----- ZU PRÜFENDER TEXT -----
Öffentlicher Dienst in NRW: BVerfG kippt Alters­vorgaben für Beamten­einstel­lung

28.05.2015

Bei der Einstellung von Beamten können Altershöchstgrenzen festgelegt werden - aber nicht durch die bisher in NRW geltenden Regelungen. Die sind in der aktuellen Formulierung verfassungswidrig, entschied das BVerfG.

Die Regelungen der Laufbahnverordnung vom 30. Juni 2009, nach denen die Einstellung von Beamten aufgrund des erreichten Lebensalters verweigert werden kann, verstoßen gegen Art. 33 Abs. 2  Grundgesetz (GG). § 5 Abs. 1 des Landesbeamtengesetz Nordrhein-Westfalen (LBG NRW) stellt keine hinreichend bestimmte Verordnungsermächtigung zur Festsetzung von Einstellungshöchstaltersgrenzen dar. Dies hat der Zweite Senat des Bundesverfassungsgerichts (BVerfG) entschieden (Beschl. v. 21.04.2015, Az. 2 BvR 1322/12, 2 BvR 1989/12). Gleichzeitig stellten die Richter klar, dass der Gesetzgeber unter bestimmten Voraussetzungen Altershöchstgrenzen für die Einstellung von Beamten grundsätzlich festlegen darf.

Geklagt hatten zwei angestellte Lehrkräfte an öffentlichen Schulen in Nordrhein-Westfalen. Beide Kläger waren zunächst als angestellte Lehrer beschäftigt, bevor sie 2009 den Antrag auf Übernahme in das Beamtenverhältnis auf Probe stellten. Dabei hatten sie das 40. Lebensjahr bereits vollendet und damit die nach der maßgeblichen Laufbahnverordnung geltende Altersgrenze für die Einstellung überschritten. Bis zu welchem Höchstalter Bewerber in das Beamtenverhältnis übernommen werden dürfen, ist in Bund und Ländern unterschiedlich geregelt.

Die Bezirksregierung lehnte ihre Anträge daher aus Altersgründen ab. Ihre Klagen vor den Verwaltungsgerichten blieben ohne Erfolg. Der Senat hat nun beiden Verfassungsbeschwerden stattgegeben und die Verfahren zur erneuten Entscheidung an das Bundesverwaltungsgericht zurückverwiesen.

Gesetzgeber hat sich keine Gedanken gemacht

Altershöchstgrenzen bei der Einstellung schließen ältere Bewerber regelmäßig ohne Rücksicht auf Eignung, Befähigung und fachliche Leistung vom Beamtenverhältnis aus. Daher führten sie zu einer Ungleichbehandlung von einiger Intensität, so die Bundesrichter. Da sie Zugangsbedingungen zum Beamtenverhältnis festlegen, komme ihnen - ebenso wie Ruhestandsgrenzen - statusbildende Funktion zu. Daher stellten sie einen schwerwiegenden Eingriff in Art. 12 Abs. 1 GG und grundsätzlich auch in Art. 33 Abs. 2 GG dar, wobei das Beamtengrundrecht eine die Berufswahlfreiheit ergänzende Regelung treffe.
----- BEREITGESTELLTE DATEN -----
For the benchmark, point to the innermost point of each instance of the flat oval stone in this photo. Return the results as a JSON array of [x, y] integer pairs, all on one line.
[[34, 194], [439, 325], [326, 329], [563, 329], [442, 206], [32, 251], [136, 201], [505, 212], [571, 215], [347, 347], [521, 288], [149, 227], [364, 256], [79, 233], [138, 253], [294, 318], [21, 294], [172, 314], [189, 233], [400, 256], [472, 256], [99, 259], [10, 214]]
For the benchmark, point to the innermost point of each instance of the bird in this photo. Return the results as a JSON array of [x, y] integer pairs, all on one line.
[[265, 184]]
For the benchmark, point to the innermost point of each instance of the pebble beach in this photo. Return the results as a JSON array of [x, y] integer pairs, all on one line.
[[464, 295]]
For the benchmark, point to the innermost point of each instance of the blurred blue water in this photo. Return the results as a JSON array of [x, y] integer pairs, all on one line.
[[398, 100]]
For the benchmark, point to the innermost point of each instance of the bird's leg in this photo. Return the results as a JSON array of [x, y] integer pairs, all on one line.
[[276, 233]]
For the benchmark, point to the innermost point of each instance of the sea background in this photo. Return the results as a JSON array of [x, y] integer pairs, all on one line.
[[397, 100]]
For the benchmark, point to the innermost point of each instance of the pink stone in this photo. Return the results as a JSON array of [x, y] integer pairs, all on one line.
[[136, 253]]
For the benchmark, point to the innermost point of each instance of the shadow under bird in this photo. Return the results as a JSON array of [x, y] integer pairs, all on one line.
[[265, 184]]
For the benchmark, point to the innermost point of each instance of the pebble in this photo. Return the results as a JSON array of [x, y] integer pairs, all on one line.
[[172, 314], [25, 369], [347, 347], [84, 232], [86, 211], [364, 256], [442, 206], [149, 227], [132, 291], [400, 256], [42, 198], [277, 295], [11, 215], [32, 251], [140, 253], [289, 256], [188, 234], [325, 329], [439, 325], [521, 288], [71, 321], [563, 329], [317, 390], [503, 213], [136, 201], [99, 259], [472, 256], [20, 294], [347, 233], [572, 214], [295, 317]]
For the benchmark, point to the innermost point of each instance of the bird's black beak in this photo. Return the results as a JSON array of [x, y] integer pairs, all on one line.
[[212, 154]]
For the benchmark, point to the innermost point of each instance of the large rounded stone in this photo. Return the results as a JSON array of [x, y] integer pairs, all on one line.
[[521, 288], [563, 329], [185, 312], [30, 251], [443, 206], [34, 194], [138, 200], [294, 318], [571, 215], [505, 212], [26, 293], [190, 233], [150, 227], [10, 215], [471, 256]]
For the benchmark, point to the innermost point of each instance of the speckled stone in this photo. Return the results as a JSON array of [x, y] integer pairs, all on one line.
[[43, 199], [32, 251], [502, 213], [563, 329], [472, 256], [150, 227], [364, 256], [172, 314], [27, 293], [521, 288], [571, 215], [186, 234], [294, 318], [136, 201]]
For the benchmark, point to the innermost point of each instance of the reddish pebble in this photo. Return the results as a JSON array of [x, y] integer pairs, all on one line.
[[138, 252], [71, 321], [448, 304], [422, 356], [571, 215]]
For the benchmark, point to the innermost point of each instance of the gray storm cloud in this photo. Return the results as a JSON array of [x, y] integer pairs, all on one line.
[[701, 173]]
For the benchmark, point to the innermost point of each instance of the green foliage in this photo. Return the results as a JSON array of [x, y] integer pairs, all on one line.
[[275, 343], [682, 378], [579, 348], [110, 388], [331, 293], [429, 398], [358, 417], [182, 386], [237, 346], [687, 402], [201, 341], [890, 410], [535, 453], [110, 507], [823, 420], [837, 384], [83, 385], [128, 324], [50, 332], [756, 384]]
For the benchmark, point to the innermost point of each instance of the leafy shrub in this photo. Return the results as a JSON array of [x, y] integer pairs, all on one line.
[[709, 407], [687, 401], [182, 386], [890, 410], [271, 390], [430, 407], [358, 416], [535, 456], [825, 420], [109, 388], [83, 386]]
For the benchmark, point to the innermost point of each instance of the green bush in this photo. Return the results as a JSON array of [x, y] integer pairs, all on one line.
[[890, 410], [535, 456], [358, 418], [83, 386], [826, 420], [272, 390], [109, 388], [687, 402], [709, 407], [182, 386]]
-----
**ZIEL DER AUFGABE**
Führen Sie den Text über die Altershöchstgrenzen bei der Einstellung von Beamten in NRW nach seinem letzten Satz weiter.

**LÖSUNG**
Art 33 Abs. 2 GG gewährleiste jedem Deutschen unbeschränkt und vorbehaltlos das Recht auf gleichen Zugang zu jedem öffentlichen Amt nach Eignung, Befähigung und fachlicher Leistung. Daher könne dieses Grundrecht nur durch verfassungsimmanente Schranken begrenzt werden, begründeten die Richter ihre Entscheidung. Es sei daher vorrangig Aufgabe des Parlamentsgesetzgebers, die Abwägung und den Ausgleich zwischen dem Leistungsgrundsatz des Art. 33 Abs. 2 GG und anderen in der Verfassung geschützten Belangen vorzunehmen. Denn das Rechtsstaats- und das Demokratiegebot verpflichteten den Gesetzgeber, die für die Grundrechtsverwirklichung maßgeblichen Regelungen im Wesentlichen selbst zu treffen und diese nicht der Exekutive zu überlassen.

Die pauschale Ermächtigung zur Regelung des Laufbahnwesens der Beamten in § 5 Abs. 1 Satz 1 LBG genüge den verfassungsrechtlichen Anforderungen an eine hinreichend bestimmte Ermächtigungsgrundlage daher nicht. Weder die Norm selbst noch ihr systematischer Zusammenhang mit anderen Vorschriften noch die Gesetzgebungsmaterialien ließen erkennen, dass der nordrhein-westfälische Gesetzgeber sich Gedanken über die Einführung von Einstellungshöchstaltersgrenzen und ihre grundrechtliche Eingriffsrelevanz gemacht hat. Es fehle daher bereits im Ansatz an einer parlamentarischen Leitentscheidung.

Ruhestand verdient nur, wer lang genug gearbeitet hat

Angesichts der bereits länger bestehenden rechtlichen Unsicherheiten hinsichtlich der verfassungsrechtlichen Zulässigkeit von Einstellungshöchstaltersgrenzen konkretisierten die Verfassungsrichter für den Gesetzgeber in NRW die verfassungsrechtlichen Anforderungen an eine Ermächtigungsgrundlage für diese Altersgrenzen. Sie seien grundsätzlich zulässig, um ein ausgewogenes zeitliches Verhältnis zwischen Lebensdienstzeit und Ruhestandszeit zu gewährleisten. Der Gesetzgeber verfüge insoweit über einen gewissen Gestaltungsspielraum.

Die von Art. 33 Abs. 2 GG erfassten Auswahlentscheidungen könnten grundsätzlich nur auf Gesichtspunkte gestützt werden, die unmittelbar Eignung, Befähigung und fachliche Leistung der Bewerber betreffen. Das Lebensalter sei – anders als etwa bei den Einsatzkräften in Militär, Polizeivollzugsdienst und Feuerwehr - für Lehrer an sich kein solch relevantes Kriterium, denn bei ihnen spiele die körperliche Leistungsfähigkeit keine Rolle.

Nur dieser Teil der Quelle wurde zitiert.